----- Available data

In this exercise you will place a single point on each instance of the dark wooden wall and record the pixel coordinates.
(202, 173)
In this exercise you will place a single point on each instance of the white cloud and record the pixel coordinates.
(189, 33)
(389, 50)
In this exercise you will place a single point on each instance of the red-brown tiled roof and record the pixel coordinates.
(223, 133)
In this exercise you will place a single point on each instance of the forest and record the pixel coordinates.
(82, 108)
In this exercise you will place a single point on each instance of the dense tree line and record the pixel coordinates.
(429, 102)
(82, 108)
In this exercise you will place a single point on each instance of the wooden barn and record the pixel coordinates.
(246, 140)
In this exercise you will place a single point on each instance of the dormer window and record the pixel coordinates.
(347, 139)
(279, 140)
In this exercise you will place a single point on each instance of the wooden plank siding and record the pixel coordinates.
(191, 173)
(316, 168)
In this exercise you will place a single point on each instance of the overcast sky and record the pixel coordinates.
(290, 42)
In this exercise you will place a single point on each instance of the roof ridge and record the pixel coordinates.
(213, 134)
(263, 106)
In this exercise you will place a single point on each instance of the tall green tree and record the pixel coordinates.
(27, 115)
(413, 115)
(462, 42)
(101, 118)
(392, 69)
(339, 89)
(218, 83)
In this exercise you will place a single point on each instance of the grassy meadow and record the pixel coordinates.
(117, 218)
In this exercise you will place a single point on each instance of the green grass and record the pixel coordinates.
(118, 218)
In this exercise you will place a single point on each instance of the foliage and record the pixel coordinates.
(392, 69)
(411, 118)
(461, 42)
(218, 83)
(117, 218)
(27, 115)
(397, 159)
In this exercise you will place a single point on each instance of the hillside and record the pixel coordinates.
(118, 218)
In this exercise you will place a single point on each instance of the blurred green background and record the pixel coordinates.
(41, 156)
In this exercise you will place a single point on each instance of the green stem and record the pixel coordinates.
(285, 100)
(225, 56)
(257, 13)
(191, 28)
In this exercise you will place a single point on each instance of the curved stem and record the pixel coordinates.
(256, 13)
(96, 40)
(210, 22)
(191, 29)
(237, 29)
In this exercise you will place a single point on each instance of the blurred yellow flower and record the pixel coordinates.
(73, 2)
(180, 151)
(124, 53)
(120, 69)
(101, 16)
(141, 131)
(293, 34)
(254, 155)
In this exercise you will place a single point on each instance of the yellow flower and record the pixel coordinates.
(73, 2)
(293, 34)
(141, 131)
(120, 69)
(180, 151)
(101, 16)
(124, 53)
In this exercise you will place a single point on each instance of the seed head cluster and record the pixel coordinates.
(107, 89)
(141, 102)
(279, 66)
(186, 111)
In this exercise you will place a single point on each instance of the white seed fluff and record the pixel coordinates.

----------

▶ **Exercise objective**:
Give every line of the entries above as a numbered list, leaving out blank lines.

▶ **Output for this exercise**:
1. In this exercise you will place a single point on each instance of the dark wooden wall and record the pixel coordinates.
2. (202, 173)
3. In this exercise you will place a single point on each instance of the white cloud and record the pixel coordinates.
4. (189, 33)
5. (389, 50)
6. In this exercise you will place a single point on each instance of the red-brown tiled roof and record the pixel coordinates.
7. (223, 133)
8. In this exercise you will place a single point on each instance of the forest and record the pixel coordinates.
9. (82, 108)
10. In this exercise you will place a single point on each instance of the dense tree line and record the pixel coordinates.
11. (429, 102)
12. (82, 108)
13. In this exercise you will place a single point on each instance of the wooden barn and record the pixel coordinates.
14. (246, 140)
15. In this exercise you will place a single point on each instance of the dormer window and record the pixel coordinates.
16. (347, 139)
17. (279, 140)
18. In this exercise you will place a single point on each instance of the wooden plank siding and record the pixel coordinates.
19. (191, 173)
20. (316, 168)
21. In this exercise you will place a single point on each instance of the overcast sky and record the pixel coordinates.
22. (290, 42)
23. In this exercise you will place a single point on each instance of the roof ridge and record the pixel coordinates.
24. (213, 134)
25. (263, 106)
26. In this exercise you will place a single point on each instance of the tall green tree and record the pixel coordinates.
27. (27, 115)
28. (413, 115)
29. (462, 42)
30. (101, 118)
31. (392, 69)
32. (339, 89)
33. (218, 83)
34. In this exercise you will place a single point on each instance of the grassy meadow and record the pixel coordinates.
35. (117, 218)
36. In this exercise you will place a single point on each instance of the green grass and record the pixel coordinates.
37. (118, 218)
38. In this exercise you will place a single point on each instance of the foliage and record the pixel coordinates.
39. (392, 69)
40. (411, 118)
41. (461, 42)
42. (218, 83)
43. (117, 218)
44. (27, 115)
45. (397, 159)
46. In this exercise you will place a single point on each instance of the hillside and record the pixel coordinates.
47. (118, 218)
48. In this exercise you will place a single point on each instance of the blurred green background and record the pixel coordinates.
49. (41, 156)
50. In this exercise you will place a single point on each instance of the green stem and record the pixel coordinates.
51. (285, 100)
52. (225, 56)
53. (257, 13)
54. (191, 28)
55. In this exercise you will place a single point on each instance of the curved stem and record the pixel coordinates.
56. (256, 13)
57. (96, 40)
58. (210, 22)
59. (191, 29)
60. (237, 29)
61. In this exercise you will place a single point on each instance of the blurred yellow flower and record the pixel coordinates.
62. (73, 2)
63. (180, 151)
64. (124, 53)
65. (120, 69)
66. (101, 16)
67. (141, 131)
68. (293, 34)
69. (254, 155)
70. In this exercise you will place a single point on each instance of the yellow flower and record the pixel coordinates.
71. (73, 2)
72. (293, 34)
73. (141, 131)
74. (120, 69)
75. (180, 151)
76. (101, 16)
77. (124, 53)
78. In this exercise you will place a single point on each instance of the seed head cluster and record the pixel coordinates.
79. (107, 89)
80. (141, 102)
81. (279, 66)
82. (186, 111)
83. In this exercise you will place a single point on each instance of the white seed fluff and record the pixel coordinates.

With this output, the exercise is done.